Exercises.
1. Transcribe the island vacation post word for word, starting at "The truth is, we" and stopping after "each day started.".
2. Pick up the island vacation post where it stops and keep writing it.

***** Document segment *****

Moring 1, Coffee and Island Sex. Let me be clear, island sex is different from the sex at home. This is the kind of sex you have when you first realize the you have found the One! The kind that you had before bad backs, swollen knees, and regularity were factors in you love life.
Something just happens in the salt air! My darling Mac is even more verile than normal, and seems to think that I am the most captivating creature he knows. Go figure!
The truth is, we concentrate on very little but each other while on vacation. We spend virtually all our time together, and by the end of two weeks, we are more firmly bound to one another than ever before. It is the most precious time of all for me. I am able for that period to focus all my energy and attention on Mac; and I have his undivided attention.
Attached is a pic of the place where each day started.
More stuff later....
Kisses, hugs, and assorted licks...
Kit
 
Nice tan woman......

I be jealous. I am very lucky that I tan ridiculously easy. I can
spend 20 minutes in the sun and voila'.....dark girl. My daughters
hate me for that. They all have this nordic/irish thing going. My problem is that I just never take the time to ...just do it. Hmmmmm..of course were I in the Caribbean.....watch out.
It is on my to-do list. (I have a long one). Truth to tell......

***** Data for analysis *****

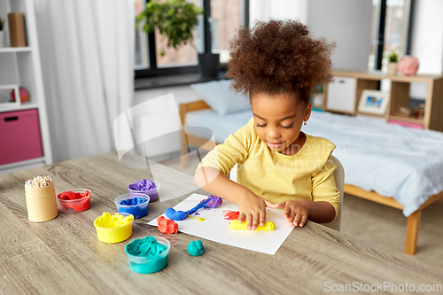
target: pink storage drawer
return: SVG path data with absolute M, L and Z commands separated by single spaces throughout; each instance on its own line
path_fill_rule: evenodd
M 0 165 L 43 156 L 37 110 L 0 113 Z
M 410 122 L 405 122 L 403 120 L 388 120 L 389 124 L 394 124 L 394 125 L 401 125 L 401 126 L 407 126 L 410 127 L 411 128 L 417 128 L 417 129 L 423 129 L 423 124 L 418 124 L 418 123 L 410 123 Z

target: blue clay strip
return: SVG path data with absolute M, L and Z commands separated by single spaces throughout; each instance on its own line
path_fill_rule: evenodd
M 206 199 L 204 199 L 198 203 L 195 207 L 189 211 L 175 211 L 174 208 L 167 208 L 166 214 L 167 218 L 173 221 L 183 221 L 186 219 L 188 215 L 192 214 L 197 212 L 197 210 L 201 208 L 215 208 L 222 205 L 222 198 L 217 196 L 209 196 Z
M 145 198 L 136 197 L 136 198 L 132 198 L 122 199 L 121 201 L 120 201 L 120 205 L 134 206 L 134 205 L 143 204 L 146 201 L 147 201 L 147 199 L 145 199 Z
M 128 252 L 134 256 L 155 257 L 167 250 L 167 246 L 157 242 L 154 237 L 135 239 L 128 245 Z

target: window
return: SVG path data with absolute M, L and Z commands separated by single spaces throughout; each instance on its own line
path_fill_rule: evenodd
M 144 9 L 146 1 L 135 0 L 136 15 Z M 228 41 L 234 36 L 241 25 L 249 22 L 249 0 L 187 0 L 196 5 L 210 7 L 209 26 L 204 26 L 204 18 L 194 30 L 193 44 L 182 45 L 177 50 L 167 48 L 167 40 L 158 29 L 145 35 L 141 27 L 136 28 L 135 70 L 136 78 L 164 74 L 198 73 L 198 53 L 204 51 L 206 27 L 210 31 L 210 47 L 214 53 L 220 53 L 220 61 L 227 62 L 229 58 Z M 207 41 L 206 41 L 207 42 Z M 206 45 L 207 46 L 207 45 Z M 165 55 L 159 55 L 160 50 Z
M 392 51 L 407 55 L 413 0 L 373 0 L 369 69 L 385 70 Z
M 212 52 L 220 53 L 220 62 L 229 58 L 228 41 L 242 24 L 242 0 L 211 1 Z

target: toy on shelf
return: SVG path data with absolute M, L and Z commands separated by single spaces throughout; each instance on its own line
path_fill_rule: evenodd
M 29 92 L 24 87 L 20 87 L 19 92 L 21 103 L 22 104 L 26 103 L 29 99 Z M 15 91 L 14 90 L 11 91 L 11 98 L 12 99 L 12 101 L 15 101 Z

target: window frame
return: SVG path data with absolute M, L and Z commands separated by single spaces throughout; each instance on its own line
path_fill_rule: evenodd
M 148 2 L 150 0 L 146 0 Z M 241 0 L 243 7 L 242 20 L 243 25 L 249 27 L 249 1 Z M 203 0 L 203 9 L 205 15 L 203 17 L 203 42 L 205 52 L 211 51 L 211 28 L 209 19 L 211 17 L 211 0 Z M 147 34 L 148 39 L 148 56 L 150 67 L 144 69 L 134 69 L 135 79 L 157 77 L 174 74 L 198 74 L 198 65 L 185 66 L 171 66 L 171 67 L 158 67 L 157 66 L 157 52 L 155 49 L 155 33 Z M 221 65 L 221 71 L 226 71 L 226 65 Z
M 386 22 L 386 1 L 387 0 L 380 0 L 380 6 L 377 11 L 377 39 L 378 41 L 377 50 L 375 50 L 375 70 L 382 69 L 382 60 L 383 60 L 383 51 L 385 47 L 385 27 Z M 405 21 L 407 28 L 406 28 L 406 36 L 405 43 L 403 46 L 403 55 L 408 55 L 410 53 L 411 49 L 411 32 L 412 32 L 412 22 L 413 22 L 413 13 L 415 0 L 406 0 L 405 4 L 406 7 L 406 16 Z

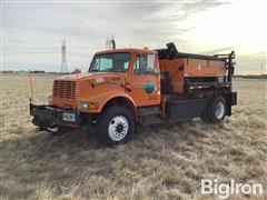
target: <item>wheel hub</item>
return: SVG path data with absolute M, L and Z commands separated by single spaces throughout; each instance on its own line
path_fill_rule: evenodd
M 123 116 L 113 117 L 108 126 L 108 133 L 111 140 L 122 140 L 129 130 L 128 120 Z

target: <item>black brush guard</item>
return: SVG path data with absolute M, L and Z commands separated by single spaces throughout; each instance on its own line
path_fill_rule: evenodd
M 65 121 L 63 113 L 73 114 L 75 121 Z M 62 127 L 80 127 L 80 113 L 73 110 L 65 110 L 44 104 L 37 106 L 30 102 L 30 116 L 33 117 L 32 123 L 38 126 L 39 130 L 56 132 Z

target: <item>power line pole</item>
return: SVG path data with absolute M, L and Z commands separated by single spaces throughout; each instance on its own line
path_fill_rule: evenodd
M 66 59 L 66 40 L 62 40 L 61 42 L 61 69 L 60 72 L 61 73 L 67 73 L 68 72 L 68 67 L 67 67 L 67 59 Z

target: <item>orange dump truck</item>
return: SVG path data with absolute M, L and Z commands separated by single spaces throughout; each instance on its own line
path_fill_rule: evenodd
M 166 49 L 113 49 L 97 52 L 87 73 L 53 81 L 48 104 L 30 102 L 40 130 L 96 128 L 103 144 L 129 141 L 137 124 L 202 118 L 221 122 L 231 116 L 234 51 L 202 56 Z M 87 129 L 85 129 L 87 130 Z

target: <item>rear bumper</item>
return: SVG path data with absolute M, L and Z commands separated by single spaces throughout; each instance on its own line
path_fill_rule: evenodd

*****

Outputs for the tasks.
1.
The truth is, we concentrate on very little but each other while on vacation. We spend virtually all our time together, and by the end of two weeks, we are more firmly bound to one another than ever before. It is the most precious time of all for me. I am able for that period to focus all my energy and attention on Mac; and I have his undivided attention.
Attached is a pic of the place where each day started.

2.
I spent my entire life raising my children and I have that pesky
little heart thing and part of me is afraid I'll never make even one
of the places I want to go. And let's be honest.....money is another quest. But.....now without the children I am quite confidant the money thing will work out. And Hell....I never let
that heart thing stop me from making love to my tall fella. I probably shouldn't use the phrase "making love"...he's never
called it that. Which is odd....we're the best of friends, lovers, can and do talk about everything, never argue yet.....according to him it's not "love"......it's just sex. (Though even he'll admit there's nothing "just" about it. Big smile here!) Men....hmmmpf!
Go figure...
Hmmm I seem to be a bit introspective tonight. Didn't mean to be.
Though... what the hell. I am taking the stand that we are friends and can spill out guts if need be. I think I envy you,
Kit. Don't get me wrong...I am happy for you. I think what
you and Mac have is delicious. And most people would be a tad
jealous...I am just honest enough to admit it. One of my failings
or strengths (depending on one's view).
I am looking for sand, sun and crytal blue water. That's not too
much to ask now is it? Rashid will tell you, I am the least demanding woman he knows, but....a girl can dream, can't she?
Even a Gramma-girl!
Raising my glass......"To dreams my friends...May we always be
reaching for something!"
 
a toast to friends...

Cat;
I understand what you mean...and yes, we are friends...I have the realationship that women want, but seldom find. Years ago, I knew another happy couple. They were perfectly complete together. She was a dear friend, but there were times when I almost hated her. My marriage was on the rocks, Big Time, and she spoke casually about having a husband who drew her a bubble bath, put on her favorite music, lit candles in the bathroom, and then left the house with their son so that she could be alone! While I was married to a troll.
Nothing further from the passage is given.